■ **DIRECTION**: Copy out in full the lines starting with the line with "Consider the photo above. For each instance of the diced pear" and going on through the end of the lines. Multiply every coordinate in their answers by 1.85 and round to whole numbers, with halves rounded up, leaving all other numbers as they are.
━━━━━ PROVIDED RECORDS
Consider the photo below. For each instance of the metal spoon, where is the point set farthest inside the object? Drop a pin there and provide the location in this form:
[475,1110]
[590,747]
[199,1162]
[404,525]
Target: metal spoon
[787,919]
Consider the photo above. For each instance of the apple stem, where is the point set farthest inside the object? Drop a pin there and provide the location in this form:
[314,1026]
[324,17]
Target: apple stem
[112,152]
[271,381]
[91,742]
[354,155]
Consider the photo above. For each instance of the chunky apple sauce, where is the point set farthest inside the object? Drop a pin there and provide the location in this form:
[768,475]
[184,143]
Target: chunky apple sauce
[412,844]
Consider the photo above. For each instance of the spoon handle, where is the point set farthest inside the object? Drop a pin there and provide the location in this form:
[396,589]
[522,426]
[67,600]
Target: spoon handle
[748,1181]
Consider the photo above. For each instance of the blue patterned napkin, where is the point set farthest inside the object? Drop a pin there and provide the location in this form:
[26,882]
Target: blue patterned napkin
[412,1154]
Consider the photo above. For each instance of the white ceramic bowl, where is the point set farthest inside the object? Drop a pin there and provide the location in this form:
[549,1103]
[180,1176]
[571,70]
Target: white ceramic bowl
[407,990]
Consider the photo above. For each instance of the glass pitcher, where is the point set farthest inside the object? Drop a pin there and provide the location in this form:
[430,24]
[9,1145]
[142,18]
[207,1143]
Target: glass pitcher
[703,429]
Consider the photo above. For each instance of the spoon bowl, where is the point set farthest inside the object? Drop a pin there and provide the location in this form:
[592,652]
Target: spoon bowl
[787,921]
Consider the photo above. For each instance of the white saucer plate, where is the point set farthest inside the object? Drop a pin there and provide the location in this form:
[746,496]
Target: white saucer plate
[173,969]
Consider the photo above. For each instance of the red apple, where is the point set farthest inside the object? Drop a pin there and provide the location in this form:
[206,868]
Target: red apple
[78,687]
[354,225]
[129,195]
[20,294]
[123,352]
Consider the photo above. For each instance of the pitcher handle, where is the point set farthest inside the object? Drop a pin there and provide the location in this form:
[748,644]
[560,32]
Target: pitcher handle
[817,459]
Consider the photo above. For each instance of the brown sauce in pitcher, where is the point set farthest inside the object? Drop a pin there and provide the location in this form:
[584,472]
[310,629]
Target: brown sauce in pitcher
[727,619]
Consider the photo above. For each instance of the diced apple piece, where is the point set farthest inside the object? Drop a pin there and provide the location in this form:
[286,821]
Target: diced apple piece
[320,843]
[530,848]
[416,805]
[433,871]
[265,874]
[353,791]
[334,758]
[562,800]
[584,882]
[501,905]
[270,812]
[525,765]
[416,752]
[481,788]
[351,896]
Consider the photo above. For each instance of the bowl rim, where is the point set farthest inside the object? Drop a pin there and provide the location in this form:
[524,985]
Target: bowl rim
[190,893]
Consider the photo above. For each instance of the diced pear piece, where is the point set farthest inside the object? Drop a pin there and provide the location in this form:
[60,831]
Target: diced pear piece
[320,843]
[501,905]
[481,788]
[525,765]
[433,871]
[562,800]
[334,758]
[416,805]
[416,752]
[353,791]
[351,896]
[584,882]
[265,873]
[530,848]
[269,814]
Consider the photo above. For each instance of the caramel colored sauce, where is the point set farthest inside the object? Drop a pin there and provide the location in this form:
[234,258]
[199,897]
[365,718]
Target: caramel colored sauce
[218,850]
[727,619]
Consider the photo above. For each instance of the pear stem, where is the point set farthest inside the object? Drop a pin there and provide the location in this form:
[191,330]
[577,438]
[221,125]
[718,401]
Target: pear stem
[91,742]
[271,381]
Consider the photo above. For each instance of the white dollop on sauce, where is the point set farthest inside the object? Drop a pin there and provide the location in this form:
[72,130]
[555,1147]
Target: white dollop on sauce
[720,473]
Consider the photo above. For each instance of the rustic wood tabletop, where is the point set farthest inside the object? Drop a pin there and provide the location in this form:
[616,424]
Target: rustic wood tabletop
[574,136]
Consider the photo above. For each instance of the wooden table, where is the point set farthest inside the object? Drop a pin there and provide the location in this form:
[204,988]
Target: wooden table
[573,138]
━━━━━━━━━━
■ **SOLVED PROBLEM**:
Consider the photo above. For each instance of the diced pear piece, where is the point set farthest inside the object? Drop a pin there and provide the location in this form:
[60,831]
Target: diced pear piece
[592,1560]
[927,1674]
[890,1458]
[971,1415]
[801,1611]
[1040,1480]
[618,1402]
[770,1489]
[770,1391]
[653,1463]
[649,1658]
[1080,1632]
[490,1615]
[981,1569]
[498,1506]
Consider the photo above. For each instance of the caramel colored sauce, where is the point set farthest inside the object? Drop a pin there and provide the location in this form:
[234,258]
[199,897]
[365,718]
Target: caramel colored sauce
[403,1573]
[1345,1145]
Consider the photo above. For each instance of the pear stem, where is the point set farthest inside the object? Drop a pin there and provide the location in this form:
[191,330]
[577,438]
[221,125]
[718,401]
Target: pear stem
[168,1373]
[501,705]
Consider the photo above. For each instance of the white dollop on sauce, where is the point set farthest inside the object? Drop a pin there and provide the location in this form:
[72,130]
[555,1147]
Target: white dollop on sauce
[1332,875]
Consider the photo above. For each instance of the rustic wood tabletop, where is the point set farthest inside the object? Drop a pin there and provide the location in this form:
[616,424]
Target: rustic wood tabletop
[1062,252]
Consider the photo above. For each instance of the wooden table, where is the point set farthest inside the object? Drop a pin there and provide the location in this form:
[204,988]
Target: wooden table
[1060,255]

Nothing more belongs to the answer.